▸ Task details: What is the number of lines in the data that contain "windshield"? Respond with nothing else.

▸ Data provided:
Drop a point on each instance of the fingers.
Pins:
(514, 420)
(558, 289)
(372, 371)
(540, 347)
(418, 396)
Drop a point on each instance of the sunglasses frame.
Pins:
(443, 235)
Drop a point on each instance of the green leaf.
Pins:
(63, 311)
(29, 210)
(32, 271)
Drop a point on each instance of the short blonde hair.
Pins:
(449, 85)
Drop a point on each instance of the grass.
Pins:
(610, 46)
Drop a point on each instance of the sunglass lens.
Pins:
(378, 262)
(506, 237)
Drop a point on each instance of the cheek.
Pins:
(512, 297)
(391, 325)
* * *
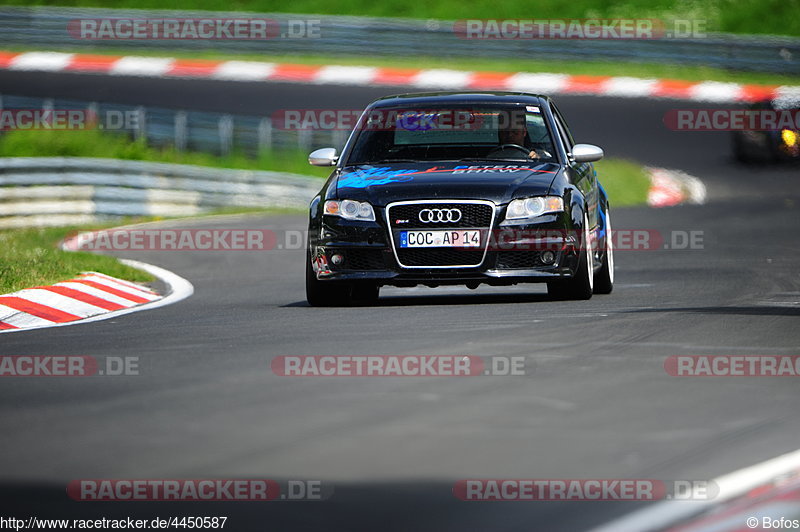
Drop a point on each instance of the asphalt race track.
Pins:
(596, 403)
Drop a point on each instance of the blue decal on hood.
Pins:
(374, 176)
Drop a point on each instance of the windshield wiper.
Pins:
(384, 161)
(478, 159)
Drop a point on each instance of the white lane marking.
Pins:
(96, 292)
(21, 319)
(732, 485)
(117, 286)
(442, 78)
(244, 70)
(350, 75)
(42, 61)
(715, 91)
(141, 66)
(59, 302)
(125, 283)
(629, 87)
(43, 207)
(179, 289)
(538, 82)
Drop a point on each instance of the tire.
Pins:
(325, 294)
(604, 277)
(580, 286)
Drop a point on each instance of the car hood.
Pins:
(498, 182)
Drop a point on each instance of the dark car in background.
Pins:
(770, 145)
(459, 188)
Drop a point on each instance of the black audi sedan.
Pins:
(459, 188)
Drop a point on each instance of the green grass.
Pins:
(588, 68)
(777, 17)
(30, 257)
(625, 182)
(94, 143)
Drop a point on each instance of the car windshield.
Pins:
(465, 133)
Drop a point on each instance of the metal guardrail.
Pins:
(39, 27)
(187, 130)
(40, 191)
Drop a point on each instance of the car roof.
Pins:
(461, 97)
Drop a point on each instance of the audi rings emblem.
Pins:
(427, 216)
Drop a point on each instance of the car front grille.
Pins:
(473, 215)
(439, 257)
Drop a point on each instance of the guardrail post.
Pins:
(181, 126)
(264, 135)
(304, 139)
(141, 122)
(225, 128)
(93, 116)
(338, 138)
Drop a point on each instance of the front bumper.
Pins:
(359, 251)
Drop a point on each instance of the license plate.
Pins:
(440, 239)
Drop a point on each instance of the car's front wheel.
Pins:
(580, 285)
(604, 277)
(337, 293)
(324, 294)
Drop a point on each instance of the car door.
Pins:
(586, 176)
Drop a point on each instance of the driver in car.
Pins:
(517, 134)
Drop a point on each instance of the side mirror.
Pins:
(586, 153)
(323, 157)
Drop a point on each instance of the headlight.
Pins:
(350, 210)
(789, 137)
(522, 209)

▸ Task result: 2